======== EXCERPTED DATA

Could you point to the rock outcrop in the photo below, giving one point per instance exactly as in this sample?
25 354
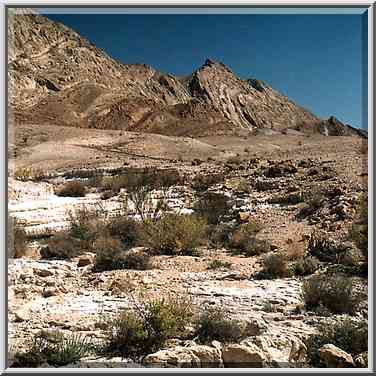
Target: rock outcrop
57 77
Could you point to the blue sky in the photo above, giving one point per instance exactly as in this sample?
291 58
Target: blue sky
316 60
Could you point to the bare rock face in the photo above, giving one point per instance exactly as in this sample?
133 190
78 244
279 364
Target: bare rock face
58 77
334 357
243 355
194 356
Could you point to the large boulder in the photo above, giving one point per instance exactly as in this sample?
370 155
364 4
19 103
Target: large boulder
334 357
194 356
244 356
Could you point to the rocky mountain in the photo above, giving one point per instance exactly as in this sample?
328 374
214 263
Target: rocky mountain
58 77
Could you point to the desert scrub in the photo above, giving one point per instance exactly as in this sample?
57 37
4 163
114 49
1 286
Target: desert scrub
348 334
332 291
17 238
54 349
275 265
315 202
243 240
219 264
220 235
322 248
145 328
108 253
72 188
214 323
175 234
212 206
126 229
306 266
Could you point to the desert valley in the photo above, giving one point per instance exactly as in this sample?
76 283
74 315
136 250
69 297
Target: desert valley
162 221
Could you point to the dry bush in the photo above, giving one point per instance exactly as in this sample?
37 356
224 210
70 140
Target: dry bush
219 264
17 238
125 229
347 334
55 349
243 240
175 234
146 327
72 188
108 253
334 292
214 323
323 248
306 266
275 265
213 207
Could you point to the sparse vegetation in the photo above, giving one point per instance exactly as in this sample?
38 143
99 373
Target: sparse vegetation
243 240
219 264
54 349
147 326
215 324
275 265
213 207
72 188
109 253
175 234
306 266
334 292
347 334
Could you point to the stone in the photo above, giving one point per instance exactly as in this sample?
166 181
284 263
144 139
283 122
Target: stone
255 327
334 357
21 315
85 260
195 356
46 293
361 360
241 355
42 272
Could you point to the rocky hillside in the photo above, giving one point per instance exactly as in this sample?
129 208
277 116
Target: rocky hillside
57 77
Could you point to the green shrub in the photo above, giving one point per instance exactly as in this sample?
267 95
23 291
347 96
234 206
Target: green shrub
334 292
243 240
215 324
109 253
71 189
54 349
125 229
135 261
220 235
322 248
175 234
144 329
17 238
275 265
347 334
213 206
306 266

================
======== EXCERPTED DATA

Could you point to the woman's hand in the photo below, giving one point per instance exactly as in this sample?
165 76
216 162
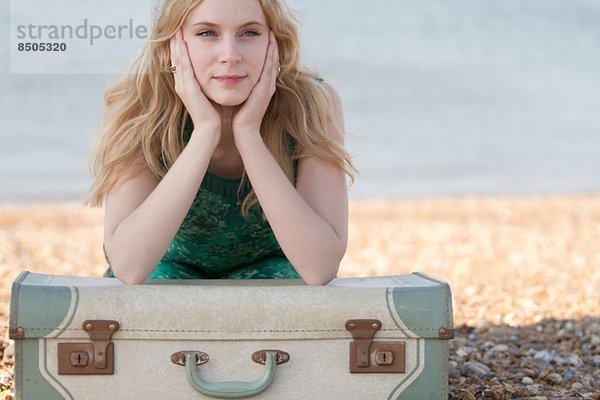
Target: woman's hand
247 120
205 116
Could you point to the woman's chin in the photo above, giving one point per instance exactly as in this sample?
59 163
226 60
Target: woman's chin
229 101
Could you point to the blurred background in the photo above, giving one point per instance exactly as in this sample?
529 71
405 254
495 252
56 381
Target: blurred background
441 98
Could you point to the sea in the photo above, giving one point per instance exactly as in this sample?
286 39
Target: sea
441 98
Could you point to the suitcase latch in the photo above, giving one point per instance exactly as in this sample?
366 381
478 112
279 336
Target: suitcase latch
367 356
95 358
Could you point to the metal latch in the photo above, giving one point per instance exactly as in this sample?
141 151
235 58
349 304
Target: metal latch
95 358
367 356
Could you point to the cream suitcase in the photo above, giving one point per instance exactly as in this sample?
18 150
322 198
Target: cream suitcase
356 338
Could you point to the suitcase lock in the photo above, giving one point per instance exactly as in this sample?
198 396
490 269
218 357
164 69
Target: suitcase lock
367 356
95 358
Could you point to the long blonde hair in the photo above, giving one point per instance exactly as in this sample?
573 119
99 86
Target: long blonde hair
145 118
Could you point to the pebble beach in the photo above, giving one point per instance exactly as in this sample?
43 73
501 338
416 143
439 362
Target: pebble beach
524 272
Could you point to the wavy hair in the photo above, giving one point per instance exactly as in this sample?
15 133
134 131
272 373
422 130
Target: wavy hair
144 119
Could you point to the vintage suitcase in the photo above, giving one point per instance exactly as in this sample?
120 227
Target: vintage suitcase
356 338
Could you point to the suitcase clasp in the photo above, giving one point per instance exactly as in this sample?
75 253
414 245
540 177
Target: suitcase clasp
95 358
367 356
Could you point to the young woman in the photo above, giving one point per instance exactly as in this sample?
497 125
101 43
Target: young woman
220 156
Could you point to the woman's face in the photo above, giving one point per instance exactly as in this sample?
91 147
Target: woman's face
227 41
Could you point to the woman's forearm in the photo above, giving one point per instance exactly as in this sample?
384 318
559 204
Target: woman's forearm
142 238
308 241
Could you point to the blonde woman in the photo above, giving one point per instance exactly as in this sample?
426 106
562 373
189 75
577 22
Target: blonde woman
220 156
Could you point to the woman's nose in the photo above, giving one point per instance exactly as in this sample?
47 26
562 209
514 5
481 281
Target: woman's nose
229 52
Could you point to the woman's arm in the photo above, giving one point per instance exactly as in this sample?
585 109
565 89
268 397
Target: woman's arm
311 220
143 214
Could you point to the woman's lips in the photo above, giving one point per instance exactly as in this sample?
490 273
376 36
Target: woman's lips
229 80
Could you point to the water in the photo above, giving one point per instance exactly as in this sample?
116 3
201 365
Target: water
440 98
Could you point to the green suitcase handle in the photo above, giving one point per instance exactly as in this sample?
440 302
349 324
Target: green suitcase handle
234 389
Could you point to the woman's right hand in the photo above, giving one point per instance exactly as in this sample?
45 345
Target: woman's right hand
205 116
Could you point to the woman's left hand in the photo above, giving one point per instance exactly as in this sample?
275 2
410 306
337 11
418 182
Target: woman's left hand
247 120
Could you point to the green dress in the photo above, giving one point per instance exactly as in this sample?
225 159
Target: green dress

================

#### EXERCISE PROMPT:
Please state how many lines in the rows above contain the word "hillside". Give the number and nothing else.

#### FINAL ANSWER:
2